What to do.
1. From the records below, extract every line that contains the word "green".
2. Carry the leadership reflection below further, picking up right after its final sentence.

Source extract.
══════

Leadership 11: Myth Bustin’!

Questions from John C. Maxwell’s “360 Degree Leader”

1. Discuss if people need to possess the top title in order to achieve results and help others become productive.

People definitely don’t need to possess the top title in order to achieve results and help others become productive. For example, in my band class, I don’t have an authoritative position (heck, I’m not even one of the best flute players), but I help out my section by making sure the people near me know what piece we’re about to play, or what the proper fingering for a trill is. By doing this, I help others become more productive and achieve the result of a better-sounding flute section. There’s a saying that goes, “No one can do everything, but everyone can do something”, and it relates to this because even if you’re not at the top level, doing the little something you have to offer can make a big difference to the group!


2. How can you reshape your thinking and habits to better display the characteristics of a leader?

Becoming a better leader isn’t really something you can just pick up on the side, and call into play whenever you need it. To be a leader, you have to display the characteristics and think like a leader all the time, until it becomes part of you and you are a leader, whether you are required to be or not.

══════

Recorded information.
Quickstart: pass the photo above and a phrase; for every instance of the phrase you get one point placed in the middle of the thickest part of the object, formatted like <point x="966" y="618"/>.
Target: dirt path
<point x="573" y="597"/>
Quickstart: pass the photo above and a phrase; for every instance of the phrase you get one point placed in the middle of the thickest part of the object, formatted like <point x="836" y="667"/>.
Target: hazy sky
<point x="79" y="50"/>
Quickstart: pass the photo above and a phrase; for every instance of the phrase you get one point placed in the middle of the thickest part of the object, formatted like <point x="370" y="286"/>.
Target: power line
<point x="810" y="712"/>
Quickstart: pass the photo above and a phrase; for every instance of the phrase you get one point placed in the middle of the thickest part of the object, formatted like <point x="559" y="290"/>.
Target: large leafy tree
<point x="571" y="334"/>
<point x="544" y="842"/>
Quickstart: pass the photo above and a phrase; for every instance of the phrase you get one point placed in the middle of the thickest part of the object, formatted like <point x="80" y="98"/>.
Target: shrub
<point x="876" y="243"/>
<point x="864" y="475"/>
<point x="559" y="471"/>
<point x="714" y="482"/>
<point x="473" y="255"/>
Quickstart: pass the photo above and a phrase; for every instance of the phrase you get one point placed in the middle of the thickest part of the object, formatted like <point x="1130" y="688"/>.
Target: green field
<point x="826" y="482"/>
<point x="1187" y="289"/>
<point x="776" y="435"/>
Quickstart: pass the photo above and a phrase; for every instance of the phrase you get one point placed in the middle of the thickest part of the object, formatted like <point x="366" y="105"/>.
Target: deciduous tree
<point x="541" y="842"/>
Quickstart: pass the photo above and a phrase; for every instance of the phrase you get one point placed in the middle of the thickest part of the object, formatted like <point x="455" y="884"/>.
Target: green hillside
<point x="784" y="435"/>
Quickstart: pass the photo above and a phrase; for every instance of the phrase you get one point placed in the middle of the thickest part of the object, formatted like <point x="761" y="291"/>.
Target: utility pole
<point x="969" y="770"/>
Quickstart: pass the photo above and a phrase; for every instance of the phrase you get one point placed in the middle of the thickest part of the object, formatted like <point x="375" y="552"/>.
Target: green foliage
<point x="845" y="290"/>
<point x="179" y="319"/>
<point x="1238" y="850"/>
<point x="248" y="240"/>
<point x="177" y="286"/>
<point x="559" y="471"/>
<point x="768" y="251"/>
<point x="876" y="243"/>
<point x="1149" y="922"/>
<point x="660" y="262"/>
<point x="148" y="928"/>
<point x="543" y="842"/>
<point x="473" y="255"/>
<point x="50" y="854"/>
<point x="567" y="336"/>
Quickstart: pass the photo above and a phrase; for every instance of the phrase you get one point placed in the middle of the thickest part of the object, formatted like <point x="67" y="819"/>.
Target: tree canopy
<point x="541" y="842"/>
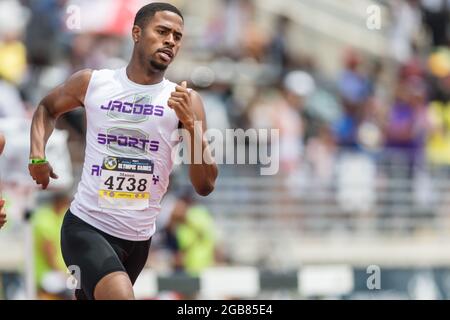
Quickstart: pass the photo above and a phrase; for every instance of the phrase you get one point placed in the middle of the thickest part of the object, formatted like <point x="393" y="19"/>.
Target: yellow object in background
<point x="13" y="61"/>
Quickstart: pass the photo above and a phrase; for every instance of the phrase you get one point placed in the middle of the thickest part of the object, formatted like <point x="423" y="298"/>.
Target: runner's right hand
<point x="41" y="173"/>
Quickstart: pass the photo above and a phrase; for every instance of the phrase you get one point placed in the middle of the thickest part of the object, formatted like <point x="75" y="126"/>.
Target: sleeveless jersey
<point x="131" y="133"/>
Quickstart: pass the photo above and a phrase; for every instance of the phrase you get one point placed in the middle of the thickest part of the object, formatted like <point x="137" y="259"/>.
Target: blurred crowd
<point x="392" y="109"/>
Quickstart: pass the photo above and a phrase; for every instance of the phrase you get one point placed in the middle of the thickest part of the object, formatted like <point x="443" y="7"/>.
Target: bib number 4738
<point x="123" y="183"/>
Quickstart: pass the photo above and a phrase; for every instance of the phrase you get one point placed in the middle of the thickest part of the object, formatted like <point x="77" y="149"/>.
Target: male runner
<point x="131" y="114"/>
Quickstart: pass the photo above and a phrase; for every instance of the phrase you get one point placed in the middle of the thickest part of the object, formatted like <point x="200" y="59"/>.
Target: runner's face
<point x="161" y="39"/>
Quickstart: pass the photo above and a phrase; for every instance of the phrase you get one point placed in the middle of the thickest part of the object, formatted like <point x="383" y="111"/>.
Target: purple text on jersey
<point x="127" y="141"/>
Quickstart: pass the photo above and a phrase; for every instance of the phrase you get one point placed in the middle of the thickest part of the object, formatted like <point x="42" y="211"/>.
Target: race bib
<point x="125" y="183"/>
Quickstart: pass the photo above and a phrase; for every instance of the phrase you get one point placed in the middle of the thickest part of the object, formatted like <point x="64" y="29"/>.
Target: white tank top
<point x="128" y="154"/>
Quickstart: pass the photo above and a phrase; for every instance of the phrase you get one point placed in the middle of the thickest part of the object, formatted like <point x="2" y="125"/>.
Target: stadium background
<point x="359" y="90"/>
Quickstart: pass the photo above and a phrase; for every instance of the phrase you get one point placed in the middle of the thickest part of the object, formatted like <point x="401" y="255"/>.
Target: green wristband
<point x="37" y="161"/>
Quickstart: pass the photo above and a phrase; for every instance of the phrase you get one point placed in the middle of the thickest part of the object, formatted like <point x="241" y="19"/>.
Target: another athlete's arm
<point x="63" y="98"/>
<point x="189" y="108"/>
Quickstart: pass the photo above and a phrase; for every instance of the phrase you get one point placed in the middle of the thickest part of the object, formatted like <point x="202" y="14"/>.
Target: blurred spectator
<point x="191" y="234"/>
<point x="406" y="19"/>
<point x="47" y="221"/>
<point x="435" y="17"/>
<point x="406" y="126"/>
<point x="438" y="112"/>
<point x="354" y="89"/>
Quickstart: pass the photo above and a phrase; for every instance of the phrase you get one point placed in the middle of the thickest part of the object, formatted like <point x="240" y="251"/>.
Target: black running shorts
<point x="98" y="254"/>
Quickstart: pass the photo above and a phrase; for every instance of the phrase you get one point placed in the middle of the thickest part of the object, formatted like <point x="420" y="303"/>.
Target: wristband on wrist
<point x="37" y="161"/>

══════

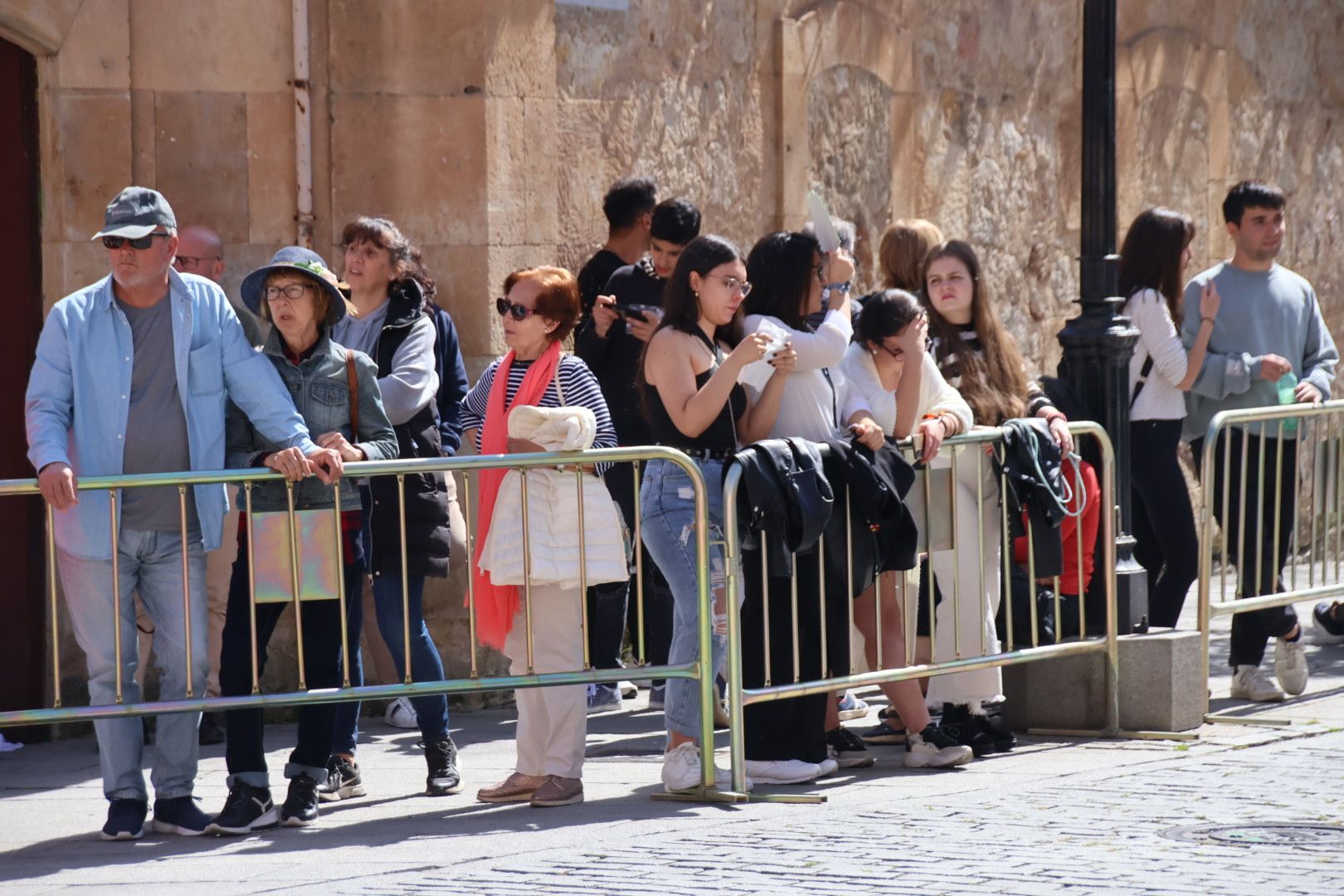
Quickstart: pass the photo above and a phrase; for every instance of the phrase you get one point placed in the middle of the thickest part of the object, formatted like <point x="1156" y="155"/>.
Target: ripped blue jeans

══════

Responses to the tasks.
1.
Target: green field
Target: green hillside
Target: green foliage
Target: green wristband

2.
I would like to change my thinking to be more critical, and more open. Whenever I am planning something, I need to ask myself “Is there another way to do this? What are the challenges that I might face, and how could my group and I meet them?” I also need to let go of the control-freak side of me. I sometimes try to take on too much of a project on myself, and forget that I can ask for help, and let other people take ownership for parts of a project. I need to reshape my thinking from, “I need to do this” to “We need to do this” and then make a decision with my group about how to divide up our task. Some habits I would like to form are:

  • Take initiative
  • Involve other people
  • Communicate clearly and effectively
  • Empower other people and give leadership opportunities to people in my group
  • Help and encourage others and build relationships with the people
  • “Question the Quo” by bringing relevant but fresh perspectives and ideas to the table. Always ask – is there another way to do this?
  • Be proactive
  • Ask for group opinions and perspectives
  • Check in with group members

3. What prompts you to follow someone else?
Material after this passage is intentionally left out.